-- DESCRIPTION OF THE TASK --
Reproduce the lines of the records below verbatim, starting with the line that contains "For every instance of the white" and continuing through the end of the records.
• • • • • • •
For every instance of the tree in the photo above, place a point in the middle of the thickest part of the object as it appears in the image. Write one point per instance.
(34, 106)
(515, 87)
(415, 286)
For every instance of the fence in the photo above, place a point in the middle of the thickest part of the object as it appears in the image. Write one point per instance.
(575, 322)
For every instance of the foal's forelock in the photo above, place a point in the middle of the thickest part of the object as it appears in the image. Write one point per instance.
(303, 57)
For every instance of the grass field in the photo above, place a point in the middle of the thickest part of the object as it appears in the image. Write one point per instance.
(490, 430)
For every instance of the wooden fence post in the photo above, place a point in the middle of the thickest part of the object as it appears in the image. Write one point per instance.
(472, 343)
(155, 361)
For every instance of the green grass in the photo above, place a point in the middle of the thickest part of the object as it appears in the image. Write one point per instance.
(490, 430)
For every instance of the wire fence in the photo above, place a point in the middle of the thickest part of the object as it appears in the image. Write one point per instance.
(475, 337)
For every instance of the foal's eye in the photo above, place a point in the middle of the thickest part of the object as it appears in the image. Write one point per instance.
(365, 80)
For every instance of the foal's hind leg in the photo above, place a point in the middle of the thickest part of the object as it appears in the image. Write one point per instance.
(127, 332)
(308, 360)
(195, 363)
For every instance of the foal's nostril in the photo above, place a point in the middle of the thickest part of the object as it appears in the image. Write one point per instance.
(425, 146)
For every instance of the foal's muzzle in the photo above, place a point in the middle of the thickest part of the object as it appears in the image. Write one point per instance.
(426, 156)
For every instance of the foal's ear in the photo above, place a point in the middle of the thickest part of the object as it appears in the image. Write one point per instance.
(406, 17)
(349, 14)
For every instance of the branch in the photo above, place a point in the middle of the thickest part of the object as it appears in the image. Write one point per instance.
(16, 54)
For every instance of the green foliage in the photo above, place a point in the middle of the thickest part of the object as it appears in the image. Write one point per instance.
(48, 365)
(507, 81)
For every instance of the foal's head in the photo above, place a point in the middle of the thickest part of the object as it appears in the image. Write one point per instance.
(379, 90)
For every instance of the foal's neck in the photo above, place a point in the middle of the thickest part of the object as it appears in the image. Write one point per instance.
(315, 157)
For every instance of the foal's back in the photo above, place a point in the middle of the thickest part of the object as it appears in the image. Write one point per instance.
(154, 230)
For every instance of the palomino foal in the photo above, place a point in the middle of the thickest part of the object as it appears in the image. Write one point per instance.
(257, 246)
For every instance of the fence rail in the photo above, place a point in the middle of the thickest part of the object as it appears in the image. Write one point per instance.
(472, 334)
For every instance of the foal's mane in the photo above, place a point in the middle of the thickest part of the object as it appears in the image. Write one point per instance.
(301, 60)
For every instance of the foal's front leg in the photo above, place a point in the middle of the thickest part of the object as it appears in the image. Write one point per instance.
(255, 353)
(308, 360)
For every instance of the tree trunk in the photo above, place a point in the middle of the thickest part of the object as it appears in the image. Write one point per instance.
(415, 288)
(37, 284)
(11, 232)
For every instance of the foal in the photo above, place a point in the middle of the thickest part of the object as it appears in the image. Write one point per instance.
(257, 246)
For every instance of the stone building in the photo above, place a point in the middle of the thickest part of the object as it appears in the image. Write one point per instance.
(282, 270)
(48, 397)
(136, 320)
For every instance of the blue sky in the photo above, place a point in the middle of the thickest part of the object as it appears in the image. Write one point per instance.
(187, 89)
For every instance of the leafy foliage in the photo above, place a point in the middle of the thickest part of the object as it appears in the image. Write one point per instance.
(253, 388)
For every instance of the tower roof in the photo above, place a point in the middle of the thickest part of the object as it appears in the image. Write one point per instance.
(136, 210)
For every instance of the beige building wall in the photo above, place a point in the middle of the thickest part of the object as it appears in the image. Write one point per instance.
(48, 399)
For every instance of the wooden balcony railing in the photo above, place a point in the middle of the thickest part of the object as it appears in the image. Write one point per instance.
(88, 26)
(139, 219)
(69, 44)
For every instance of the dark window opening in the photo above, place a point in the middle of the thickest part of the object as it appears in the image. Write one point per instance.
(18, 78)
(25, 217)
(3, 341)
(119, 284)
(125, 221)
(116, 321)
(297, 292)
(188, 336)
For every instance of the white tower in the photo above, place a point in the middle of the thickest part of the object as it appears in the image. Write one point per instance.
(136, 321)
• • • • • • •
-- WRITTEN RESPONSE --
For every instance of the white tower in the photo above, place a point in the middle of the thickest part of the object as it appears in the image. Write one point per instance.
(136, 321)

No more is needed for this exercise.